◆ Yönergeler:
1: Yeruşalim kuşatmasını anlatan metinde "3. Yeruşalim ele geçirilince" sözlerinden "Orta Kapı'da oturdular." sözlerine kadar uzanan kısmı hiçbir değişiklik yapmadan geri ver.
2: Yeruşalim kuşatmasını anlatan metne göre kent surlarında gedik ne zaman açıldı?
3: Yeruşalim kuşatmasını anlatan metni son cümlesinden sonra sürdür.

◆ Verilen Metin:
►
BÖLÜM 39

1. Yahuda Kralı Sidkiya'nın dokuzuncu yılının onuncu ayında Babil Kralı Nebukadnessar bütün ordusuyla Yeruşalim üzerine yürüyerek kenti kuşattı.
2. Sidkiya'nın krallığının onbirinci yılında, dördüncü ayın dokuzuncu günü kent surlarında gedik açıldı.
3. Yeruşalim ele geçirilince Babil Kralı'nın bütün komutanları -Samgarlı Nergal-Sareser, askeri danışman Nebo- Sarsekim, baş görevli Nergal-Sareser ve bütün öteki görevliler- içeri girip Orta Kapı'da oturdular.
4. Yahuda Kralı Sidkiya'yla askerler onları görünce kaçtılar. Gece kralın bahçesinin yolundan iki duvarın arasındaki kapıdan kentten ayrılıp Arava yoluna koyuldular.
◄
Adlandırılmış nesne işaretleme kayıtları
►
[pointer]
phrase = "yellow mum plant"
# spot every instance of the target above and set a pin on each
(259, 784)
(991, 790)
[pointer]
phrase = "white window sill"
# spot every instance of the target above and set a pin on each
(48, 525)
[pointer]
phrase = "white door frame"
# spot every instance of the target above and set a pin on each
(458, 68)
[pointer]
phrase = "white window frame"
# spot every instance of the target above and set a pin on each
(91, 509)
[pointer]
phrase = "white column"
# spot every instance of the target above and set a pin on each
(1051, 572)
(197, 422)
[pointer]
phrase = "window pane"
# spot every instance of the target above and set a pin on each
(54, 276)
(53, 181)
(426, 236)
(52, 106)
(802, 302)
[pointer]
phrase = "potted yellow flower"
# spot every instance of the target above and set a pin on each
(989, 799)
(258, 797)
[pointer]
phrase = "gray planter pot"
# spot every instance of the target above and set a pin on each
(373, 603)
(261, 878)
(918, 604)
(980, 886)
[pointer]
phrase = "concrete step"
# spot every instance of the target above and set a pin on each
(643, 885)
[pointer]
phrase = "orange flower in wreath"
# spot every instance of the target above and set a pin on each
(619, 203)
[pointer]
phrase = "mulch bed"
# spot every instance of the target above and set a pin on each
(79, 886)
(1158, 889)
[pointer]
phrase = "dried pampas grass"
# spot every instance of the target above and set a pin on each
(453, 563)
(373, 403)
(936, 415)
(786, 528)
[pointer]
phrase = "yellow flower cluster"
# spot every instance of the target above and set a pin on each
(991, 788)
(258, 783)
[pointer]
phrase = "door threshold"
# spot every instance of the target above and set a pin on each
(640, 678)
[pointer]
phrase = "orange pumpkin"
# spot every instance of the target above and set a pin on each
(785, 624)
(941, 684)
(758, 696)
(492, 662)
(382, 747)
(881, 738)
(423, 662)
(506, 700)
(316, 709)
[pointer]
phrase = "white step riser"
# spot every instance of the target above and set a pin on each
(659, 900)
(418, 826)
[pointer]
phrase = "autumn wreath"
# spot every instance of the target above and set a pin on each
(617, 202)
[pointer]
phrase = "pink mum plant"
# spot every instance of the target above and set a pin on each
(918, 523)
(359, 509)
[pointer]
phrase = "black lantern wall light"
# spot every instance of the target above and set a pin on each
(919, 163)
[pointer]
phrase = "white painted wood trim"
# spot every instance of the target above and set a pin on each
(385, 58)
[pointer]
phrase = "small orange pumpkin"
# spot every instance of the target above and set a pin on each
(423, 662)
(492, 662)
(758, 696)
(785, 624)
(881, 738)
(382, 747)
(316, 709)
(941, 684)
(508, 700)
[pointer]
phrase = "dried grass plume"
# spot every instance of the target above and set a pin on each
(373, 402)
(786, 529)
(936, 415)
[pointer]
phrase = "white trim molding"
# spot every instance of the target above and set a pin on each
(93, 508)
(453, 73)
◄
►
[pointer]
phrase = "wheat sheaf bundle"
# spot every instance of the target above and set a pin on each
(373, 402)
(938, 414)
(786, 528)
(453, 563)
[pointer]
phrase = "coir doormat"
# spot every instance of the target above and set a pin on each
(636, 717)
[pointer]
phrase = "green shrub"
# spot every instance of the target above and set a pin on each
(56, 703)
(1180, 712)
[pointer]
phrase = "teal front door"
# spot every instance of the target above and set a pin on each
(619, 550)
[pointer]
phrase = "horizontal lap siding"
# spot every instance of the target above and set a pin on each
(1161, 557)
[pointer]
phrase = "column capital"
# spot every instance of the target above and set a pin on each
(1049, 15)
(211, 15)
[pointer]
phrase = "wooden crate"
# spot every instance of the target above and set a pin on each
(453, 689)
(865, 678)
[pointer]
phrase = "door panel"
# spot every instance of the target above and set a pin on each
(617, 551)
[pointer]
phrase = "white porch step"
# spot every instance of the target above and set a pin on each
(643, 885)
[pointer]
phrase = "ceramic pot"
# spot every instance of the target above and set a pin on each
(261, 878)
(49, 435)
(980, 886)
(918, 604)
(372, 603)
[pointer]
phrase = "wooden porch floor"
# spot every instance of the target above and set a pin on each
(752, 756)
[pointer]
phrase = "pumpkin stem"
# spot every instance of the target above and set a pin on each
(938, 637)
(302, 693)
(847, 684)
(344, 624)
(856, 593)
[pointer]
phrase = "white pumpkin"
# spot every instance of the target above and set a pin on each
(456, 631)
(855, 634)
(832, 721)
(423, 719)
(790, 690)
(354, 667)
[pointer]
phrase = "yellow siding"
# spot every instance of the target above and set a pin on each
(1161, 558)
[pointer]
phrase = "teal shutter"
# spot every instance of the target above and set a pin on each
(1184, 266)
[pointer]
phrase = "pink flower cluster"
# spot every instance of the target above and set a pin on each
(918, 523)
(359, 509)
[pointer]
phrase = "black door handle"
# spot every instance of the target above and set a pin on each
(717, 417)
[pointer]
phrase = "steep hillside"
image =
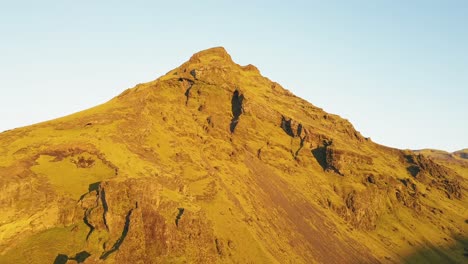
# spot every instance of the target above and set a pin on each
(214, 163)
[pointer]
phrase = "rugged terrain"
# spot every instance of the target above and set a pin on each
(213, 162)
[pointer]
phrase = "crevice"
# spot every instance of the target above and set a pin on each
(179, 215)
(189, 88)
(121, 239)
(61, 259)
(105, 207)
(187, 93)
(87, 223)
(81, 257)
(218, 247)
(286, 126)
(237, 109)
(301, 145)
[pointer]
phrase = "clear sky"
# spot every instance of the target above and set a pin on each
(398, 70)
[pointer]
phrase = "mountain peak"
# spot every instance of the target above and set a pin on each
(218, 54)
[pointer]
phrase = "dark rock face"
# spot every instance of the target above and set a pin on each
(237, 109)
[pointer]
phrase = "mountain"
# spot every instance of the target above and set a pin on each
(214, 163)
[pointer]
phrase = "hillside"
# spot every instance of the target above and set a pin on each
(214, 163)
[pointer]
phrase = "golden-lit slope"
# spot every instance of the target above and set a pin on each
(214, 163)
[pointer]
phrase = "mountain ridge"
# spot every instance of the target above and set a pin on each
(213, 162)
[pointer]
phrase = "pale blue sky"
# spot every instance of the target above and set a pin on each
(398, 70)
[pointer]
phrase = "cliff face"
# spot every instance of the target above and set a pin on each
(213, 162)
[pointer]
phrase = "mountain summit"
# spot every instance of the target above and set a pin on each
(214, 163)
◄
◆ Soruların Yanıtları:
1:
3. Yeruşalim ele geçirilince Babil Kralı'nın bütün komutanları -Samgarlı Nergal-Sareser, askeri danışman Nebo- Sarsekim, baş görevli Nergal-Sareser ve bütün öteki görevliler- içeri girip Orta Kapı'da oturdular.

2: Sidkiya'nın krallığının onbirinci yılında, dördüncü ayın dokuzuncu günü.

3:
5. Ama artlarına düşen Kildan ordusu Eriha ovalarında Sidkiya'ya yetişti, onu yakalayıp Hama topraklarında, Rivla'da bulunan Babil Kralı Nebukadnessar'a götürdüler. Nebukadnessar orada onun hakkında hüküm verdi:
6. Rivla'da Sidkiya'nın gözü önünde oğullarını, sonra da bütün Yahuda ileri gelenlerini öldürttü.
7. Bunun ardından Sidkiya'nın gözlerini kör etti ve onu zincire vurup Babil'e götürdü.
8. Kildaniler sarayla halkın evlerini ateşe verdiler, Yeruşalim surlarını yıktılar.
9. Muhafız birliği komutanı Nebuzaradan kentte sağ kalıp kendi tarafına geçen kaçakları ve geri kalan halkı Babil'e sürgüne gönderdi.
10. Ancak, hiçbir şeyi olmayan kimi yoksulları Yahuda'da bıraktı ve onlara bağlar, tarlalar verdi.
11. Babil Kralı Nebukadnessar, muhafız birliği komutanı Nebuzaradan aracılığıyla Yeremya'yla ilgili şu buyruğu verdi:
12. "Onu sorumluluğun altına al, ona iyi bak, hiç zarar verme, senden ne dilerse yap."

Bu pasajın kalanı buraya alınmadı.